Hi Saurabh
I think this is going to be a valuable addition which is needed.
I have a couple of comments
- In the FLIP you mention the split is going to be 1 sqs Queue, does this
mean we would support reading from multiple queues? The builder example
seems to support a single queue
SqsSource.<T>builder.setSqsUrl("
https://sqs.us-east-1.amazonaws.com/23145433/sqs-test";)
- This is also not clear in the implementation of `addSplitsBack` whether
we are planning to support multiple sqs topics or not.
- Regarding Client creation, there has been some effort in the common
`aws-util` module like createAwsSyncClient  , we should reuse that for
`SqsClient` creation.
- On the same point for clients, Is there a reason the FLIP suggests async
clients? sync clients have proven more stable and the source threading
model already guarantees no blocking by sync clients.
- On mentioning threading, the FLIP doesn't mention the fetcher manager. Is
it going to be `SingleThreadFetcherManager`? Would it be better to make the
source reader extend the SingleThreadedMultiplexReaderBase or are we going
to implement a more simple version?
- The FLIP doesn't mention schema deserialization or the recordEmitter
implementation, Are we going to use `deserializationSchema` or some sort of
string to element converter? It is also not clear form the builder example
provided?
- Are the values mentioned in getSqsClientProperties recommended defaults?
If so we should highlight that
- Most importantly I am a bit skeptical regarding enforcing exactly-once
semantics with side effects especially with dependency on checkpointing
configuration, could we add flags to disable and disable by default if the
checkpointing is not enabled?

I am not 100% convinced we should block FLIP itself on the FLIP-438
implementation but I echo the fact that there might be some reusable code
between the 2 submodules we should make use of.

 Best Regards
Ahmed Hamdy


On Fri, 26 Jul 2024 at 17:55, Saurabh Singh <saurabhsingh9...@gmail.com>
wrote:

> Hi Li Wang,
>
> Thanks for the review and appreciate your feedback.
> I completely understand your concern and agree with it. Our goal is to
> provide users of connectors with a consistent and coherent ecosystem, free
> of any issues.
> To ensure that, we are closely monitoring/reviewing the SQS Sink
> implementation work by Dhingra. Our development work will commence once the
> AWS Sink is near completion or completed. This approach ensures that we
> take in the new learnings, do not duplicate any core modules and allow us
> to save valuable time.
>
> In the meantime, we would like to keep the discussion and process active on
> this FLIP. Gaining valuable community feedback (which is helping us) will
> help us address any potential gaps in the source connector design and
> finalize it. Behind the scenes, we are already designing and pre-planning
> our development work to adhere to feedback/best practices/ faster delivery
> when we implement this FLIP.
> Please share your thoughts on this.

▬▬▬▬▬▬▬▬▬▬

Required actions:
- 1) Reproduce word for word everything from "- This is also" down to "by sync clients." in the SQS source connector thread.
- 2) Continue the SQS source connector thread from its final line.

▬▬▬▬▬▬▬▬▬▬

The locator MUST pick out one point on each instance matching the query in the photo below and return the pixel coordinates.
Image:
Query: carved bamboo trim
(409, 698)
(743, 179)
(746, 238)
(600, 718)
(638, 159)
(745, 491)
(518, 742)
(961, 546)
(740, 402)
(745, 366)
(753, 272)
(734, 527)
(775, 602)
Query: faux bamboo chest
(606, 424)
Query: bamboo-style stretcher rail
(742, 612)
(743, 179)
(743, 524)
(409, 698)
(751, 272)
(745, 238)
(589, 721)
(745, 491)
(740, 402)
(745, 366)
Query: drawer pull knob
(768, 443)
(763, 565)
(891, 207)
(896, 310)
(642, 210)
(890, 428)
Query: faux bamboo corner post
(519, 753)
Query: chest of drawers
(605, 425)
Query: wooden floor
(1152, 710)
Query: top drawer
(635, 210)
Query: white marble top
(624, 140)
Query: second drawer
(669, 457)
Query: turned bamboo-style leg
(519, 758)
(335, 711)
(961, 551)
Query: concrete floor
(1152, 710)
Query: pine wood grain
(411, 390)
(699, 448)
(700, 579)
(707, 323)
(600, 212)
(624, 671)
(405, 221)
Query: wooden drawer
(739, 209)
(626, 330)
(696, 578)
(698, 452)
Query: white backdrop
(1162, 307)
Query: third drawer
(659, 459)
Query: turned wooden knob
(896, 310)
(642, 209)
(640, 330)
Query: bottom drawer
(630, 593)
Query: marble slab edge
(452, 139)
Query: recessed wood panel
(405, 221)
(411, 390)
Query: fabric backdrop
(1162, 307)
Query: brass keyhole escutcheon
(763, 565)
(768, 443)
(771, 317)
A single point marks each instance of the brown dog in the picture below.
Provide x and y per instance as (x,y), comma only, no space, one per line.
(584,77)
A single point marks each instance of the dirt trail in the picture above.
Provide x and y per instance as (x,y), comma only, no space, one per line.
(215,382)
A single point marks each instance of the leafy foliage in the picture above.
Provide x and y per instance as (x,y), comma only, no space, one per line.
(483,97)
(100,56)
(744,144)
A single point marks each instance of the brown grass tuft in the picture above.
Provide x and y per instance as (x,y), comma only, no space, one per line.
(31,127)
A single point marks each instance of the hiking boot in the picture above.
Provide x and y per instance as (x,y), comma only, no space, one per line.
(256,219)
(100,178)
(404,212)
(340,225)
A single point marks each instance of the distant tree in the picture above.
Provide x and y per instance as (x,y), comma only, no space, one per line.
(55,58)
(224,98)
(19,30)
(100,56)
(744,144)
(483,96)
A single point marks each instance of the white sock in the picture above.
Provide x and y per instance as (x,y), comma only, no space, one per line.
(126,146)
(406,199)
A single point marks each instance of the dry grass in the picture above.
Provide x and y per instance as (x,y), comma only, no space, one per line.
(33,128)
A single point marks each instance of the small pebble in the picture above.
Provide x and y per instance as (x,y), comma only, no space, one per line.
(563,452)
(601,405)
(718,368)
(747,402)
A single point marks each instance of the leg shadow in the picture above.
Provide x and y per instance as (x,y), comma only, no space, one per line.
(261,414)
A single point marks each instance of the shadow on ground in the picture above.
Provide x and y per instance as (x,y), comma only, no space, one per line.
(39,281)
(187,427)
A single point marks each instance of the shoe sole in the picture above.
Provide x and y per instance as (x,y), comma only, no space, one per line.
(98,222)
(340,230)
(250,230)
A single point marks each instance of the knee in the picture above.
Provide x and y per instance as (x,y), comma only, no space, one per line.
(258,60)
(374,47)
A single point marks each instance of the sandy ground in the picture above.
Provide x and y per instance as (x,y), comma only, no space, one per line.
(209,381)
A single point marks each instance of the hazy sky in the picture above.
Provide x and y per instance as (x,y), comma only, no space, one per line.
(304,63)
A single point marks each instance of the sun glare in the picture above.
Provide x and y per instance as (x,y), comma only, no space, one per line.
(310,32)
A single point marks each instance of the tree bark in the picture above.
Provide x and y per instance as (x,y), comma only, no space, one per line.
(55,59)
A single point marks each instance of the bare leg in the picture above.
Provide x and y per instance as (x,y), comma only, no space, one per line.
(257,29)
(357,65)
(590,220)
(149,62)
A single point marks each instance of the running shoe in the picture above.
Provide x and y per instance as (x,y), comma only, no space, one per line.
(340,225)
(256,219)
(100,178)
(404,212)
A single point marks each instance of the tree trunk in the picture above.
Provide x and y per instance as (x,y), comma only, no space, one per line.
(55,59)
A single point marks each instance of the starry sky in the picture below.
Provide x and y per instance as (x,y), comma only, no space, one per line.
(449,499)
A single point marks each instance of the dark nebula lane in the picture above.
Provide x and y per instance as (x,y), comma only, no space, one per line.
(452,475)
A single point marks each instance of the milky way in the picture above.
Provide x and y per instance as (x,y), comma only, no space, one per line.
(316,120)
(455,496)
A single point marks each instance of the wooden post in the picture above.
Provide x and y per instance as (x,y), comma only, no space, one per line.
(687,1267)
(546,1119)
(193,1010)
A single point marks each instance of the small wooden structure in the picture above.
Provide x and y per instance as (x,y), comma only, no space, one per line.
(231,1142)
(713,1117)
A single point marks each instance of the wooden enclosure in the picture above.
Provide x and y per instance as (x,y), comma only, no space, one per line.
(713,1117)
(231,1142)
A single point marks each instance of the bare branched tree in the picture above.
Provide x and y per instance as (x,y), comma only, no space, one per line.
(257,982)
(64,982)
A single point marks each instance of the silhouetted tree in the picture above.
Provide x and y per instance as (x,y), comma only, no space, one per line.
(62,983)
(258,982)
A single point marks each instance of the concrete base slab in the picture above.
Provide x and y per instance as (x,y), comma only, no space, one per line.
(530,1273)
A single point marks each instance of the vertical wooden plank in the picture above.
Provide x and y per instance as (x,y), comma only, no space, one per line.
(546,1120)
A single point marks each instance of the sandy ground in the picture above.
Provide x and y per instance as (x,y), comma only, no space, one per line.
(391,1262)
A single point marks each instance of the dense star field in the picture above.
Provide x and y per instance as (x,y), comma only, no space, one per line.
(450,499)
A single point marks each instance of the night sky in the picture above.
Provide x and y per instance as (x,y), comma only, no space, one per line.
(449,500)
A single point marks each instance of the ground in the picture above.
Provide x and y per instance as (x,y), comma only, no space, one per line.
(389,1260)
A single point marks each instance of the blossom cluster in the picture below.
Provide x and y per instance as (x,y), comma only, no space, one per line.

▬▬▬▬▬▬▬▬▬▬

Written responses:
- 1)
- This is also not clear in the implementation of `addSplitsBack` whether
we are planning to support multiple sqs topics or not.
- Regarding Client creation, there has been some effort in the common
`aws-util` module like createAwsSyncClient  , we should reuse that for
`SqsClient` creation.
- On the same point for clients, Is there a reason the FLIP suggests async
clients? sync clients have proven more stable and the source threading
model already guarantees no blocking by sync clients.

- 2)
>
> Regards
> Saurabh
>
> On Fri, Jul 26, 2024 at 5:52 PM Li Wang <liwang505...@gmail.com> wrote:
>
> > Hi Saurabh,
> >
> > Thanks for the FLIP. Given the ongoing effort to implement the SQS sink
> > connector (
> >
> >
> https://cwiki.apache.org/confluence/display/FLINK/FLIP-438%3A+Amazon+SQS+Sink+Connector
> > ),
> > it is important to consider how the SQS source connector supports this
> > development, ensuring a unified framework for AWS integration that avoids
> > capacity overlap and maximizes synchronization. Since the implementation
> by
> > Dhingra is still WIP, I would suggest taking that into account and keep
> > this FLIP as an extension of that FLIP which could be taken up once the
> SQS
> > Sink FLIP is fully implemented. If not, this may lead to doublework in
> > multiple identity-related modules and structure of the overall SQS
> > connector codebase. What do you think?
> >
> > Thanks
> >
> >
> > On Thursday, July 25, 2024, Saurabh Singh <saurabhsingh9...@gmail.com>
> > wrote:
> >
> > > Hi Samrat,
> > >
> > > Thanks for the review and feedback.
> > > We have evaluated all the three points. Please find the answers below:
> > >
> > > 1. AWS has announced JSON protocol support in SQS [1]. Can you shed
> some
> > > light on how different protocols will be supported?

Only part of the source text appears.